## Requirement
Only one range belongs in the answer: the line holding "of the factory" through the last line of the records, reproduced as is.

[Point localization data]
>>>>>

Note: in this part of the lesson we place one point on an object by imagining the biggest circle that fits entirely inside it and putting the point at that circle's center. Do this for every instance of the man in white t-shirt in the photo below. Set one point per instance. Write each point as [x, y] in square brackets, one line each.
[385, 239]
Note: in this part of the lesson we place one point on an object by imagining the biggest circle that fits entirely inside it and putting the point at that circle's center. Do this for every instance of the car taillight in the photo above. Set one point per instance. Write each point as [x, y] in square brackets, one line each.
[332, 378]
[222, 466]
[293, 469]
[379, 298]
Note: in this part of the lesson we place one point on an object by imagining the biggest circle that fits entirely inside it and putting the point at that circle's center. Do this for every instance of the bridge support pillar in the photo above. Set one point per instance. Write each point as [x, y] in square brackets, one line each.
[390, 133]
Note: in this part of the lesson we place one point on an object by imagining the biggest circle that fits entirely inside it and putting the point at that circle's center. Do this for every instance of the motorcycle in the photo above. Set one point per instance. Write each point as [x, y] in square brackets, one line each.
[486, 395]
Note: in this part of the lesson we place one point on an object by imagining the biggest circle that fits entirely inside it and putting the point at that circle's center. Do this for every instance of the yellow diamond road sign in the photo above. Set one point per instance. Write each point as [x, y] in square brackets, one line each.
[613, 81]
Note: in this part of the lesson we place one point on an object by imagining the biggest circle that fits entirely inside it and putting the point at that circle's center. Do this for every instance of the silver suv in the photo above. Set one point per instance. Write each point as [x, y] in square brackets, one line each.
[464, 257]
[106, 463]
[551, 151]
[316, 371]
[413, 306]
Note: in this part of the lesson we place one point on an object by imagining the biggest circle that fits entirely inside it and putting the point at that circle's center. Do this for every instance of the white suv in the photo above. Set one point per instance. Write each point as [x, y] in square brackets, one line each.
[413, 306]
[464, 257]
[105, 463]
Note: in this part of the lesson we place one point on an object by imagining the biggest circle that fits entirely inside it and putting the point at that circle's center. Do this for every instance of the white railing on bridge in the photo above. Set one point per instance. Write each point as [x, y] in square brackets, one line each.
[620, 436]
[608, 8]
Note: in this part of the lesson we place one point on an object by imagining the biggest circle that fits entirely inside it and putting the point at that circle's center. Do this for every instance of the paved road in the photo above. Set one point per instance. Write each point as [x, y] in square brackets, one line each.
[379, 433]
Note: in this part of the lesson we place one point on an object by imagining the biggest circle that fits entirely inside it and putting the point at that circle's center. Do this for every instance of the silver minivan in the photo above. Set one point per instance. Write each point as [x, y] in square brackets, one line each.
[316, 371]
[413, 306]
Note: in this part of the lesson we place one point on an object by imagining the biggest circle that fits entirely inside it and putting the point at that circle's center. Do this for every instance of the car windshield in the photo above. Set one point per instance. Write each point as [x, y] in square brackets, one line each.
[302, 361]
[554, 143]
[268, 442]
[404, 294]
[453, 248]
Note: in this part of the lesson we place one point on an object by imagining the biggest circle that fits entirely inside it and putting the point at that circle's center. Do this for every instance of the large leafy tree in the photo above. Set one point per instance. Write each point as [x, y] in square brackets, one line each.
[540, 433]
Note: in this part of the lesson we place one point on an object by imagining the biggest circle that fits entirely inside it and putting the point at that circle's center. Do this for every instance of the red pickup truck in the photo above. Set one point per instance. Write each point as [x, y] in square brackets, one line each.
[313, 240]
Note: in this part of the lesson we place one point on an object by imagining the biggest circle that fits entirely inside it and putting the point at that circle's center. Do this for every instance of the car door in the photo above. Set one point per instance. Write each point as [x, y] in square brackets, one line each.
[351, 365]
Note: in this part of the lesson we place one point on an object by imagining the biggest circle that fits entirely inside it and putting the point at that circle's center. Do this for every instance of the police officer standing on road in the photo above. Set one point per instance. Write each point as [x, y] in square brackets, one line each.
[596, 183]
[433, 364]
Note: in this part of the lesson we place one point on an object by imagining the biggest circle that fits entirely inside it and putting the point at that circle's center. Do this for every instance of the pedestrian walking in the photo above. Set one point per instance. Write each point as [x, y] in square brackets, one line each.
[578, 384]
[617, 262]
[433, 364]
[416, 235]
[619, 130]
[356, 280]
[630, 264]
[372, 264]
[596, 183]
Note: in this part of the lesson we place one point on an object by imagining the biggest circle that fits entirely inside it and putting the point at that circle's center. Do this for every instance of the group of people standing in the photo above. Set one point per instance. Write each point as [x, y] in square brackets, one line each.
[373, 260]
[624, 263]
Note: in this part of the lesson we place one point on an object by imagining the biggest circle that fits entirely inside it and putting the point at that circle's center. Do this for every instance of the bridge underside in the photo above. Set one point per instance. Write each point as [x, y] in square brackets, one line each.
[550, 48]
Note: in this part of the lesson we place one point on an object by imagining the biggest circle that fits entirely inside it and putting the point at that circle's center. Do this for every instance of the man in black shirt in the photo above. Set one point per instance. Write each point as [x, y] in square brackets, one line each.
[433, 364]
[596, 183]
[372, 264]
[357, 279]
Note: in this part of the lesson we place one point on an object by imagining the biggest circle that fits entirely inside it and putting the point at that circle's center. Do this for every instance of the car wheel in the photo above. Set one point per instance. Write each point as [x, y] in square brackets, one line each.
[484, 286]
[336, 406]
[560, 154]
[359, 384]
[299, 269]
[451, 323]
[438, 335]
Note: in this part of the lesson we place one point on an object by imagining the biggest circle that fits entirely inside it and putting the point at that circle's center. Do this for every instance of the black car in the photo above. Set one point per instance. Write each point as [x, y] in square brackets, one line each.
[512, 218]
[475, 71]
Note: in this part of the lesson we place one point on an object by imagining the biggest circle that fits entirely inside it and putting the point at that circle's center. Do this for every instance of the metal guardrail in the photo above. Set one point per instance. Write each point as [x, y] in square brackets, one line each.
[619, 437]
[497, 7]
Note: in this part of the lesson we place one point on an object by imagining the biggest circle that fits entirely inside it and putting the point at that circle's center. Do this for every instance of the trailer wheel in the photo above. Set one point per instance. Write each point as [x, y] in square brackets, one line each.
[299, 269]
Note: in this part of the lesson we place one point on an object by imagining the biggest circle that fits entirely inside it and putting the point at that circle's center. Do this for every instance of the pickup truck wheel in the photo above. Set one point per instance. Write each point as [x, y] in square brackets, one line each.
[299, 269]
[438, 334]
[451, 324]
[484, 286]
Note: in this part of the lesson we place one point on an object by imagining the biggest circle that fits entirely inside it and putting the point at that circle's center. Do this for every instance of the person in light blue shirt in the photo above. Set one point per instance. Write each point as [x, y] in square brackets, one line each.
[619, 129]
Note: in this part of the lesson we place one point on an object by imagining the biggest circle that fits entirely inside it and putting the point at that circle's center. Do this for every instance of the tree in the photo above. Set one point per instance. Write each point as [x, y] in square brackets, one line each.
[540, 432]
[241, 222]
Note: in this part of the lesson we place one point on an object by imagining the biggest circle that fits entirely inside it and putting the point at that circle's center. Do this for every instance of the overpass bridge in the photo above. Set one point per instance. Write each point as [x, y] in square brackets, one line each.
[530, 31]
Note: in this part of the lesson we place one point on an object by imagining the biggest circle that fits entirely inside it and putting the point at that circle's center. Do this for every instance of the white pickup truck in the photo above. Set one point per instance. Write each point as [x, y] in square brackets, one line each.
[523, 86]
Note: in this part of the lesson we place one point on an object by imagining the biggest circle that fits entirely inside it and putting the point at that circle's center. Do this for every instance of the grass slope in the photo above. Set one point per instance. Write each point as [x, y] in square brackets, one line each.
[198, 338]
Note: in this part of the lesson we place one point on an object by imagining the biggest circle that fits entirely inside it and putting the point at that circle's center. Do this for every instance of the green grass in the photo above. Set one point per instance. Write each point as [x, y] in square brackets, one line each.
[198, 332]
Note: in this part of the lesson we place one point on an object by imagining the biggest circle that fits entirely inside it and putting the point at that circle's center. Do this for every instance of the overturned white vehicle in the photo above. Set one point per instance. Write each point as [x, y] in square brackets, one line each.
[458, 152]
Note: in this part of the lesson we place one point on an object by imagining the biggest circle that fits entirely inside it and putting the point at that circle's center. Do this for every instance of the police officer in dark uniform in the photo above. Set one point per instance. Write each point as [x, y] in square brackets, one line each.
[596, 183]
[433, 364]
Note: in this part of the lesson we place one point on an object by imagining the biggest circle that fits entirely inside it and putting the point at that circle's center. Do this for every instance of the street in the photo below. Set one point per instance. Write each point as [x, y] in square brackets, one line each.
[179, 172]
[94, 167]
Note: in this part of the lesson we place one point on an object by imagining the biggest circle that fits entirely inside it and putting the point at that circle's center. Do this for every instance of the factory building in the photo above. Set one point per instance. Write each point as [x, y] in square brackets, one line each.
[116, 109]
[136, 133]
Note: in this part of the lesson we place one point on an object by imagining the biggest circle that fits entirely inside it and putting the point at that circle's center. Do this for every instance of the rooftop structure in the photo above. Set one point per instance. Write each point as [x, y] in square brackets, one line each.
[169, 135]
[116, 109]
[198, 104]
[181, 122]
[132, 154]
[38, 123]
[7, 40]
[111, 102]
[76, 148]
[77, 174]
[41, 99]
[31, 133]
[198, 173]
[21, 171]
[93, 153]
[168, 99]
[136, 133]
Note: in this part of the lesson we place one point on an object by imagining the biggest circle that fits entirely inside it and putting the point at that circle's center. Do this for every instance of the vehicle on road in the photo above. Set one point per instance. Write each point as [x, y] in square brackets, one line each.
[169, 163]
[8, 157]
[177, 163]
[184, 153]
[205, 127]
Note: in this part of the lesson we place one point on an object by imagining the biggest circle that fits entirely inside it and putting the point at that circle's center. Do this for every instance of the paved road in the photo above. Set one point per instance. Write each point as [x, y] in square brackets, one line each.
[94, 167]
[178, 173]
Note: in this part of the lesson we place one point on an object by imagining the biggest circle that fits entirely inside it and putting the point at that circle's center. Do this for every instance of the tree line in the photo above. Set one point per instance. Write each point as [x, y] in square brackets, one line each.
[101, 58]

<<<<<

## Answer section
Note: in this part of the lesson we place one point on an object by imagining the biggest circle that fits entirely inside it and putting the point at that circle's center. Do this for every instance of the factory building in the photo above. Set one point per instance. Write each point as [x, y] in square brackets, one line each.
[116, 109]
[136, 133]
Note: in this part of the lesson we place one point on an object by imagining the biggest circle that fits entirely inside it and putting the point at that circle's center. Do this for every instance of the rooftop structure in the photo above. Set one point per instance. Write each point as [x, y] in square brackets, one line each.
[169, 135]
[116, 109]
[198, 104]
[181, 122]
[132, 154]
[38, 123]
[7, 40]
[111, 102]
[76, 148]
[77, 174]
[41, 99]
[31, 133]
[198, 173]
[21, 171]
[93, 153]
[168, 99]
[136, 133]
Note: in this part of the lesson we place one point on an object by imagining the biggest circle that fits entirely inside it and putting the point at that circle's center. Do this for every instance of the vehicle on road in the photo above. Set one point per instance. Write each point as [x, y] in square brackets, one line each.
[169, 163]
[8, 157]
[177, 163]
[184, 153]
[205, 127]
Note: in this part of the lesson we place one point on an object by imagining the biggest circle that fits entirely inside it and putting the point at that circle's center. Do this for every instance of the paved road in the photo above. Set one point per instance. Write each point as [x, y] in square brackets, one line each.
[94, 167]
[178, 173]
Note: in this part of the lesson we place one point on an object by imagining the biggest circle that fits entirely inside it and putting the point at that circle's center. Do this for every instance of the tree line in the photo above. Set one point per instance. Write each point as [x, y] in square brackets, one line each.
[101, 58]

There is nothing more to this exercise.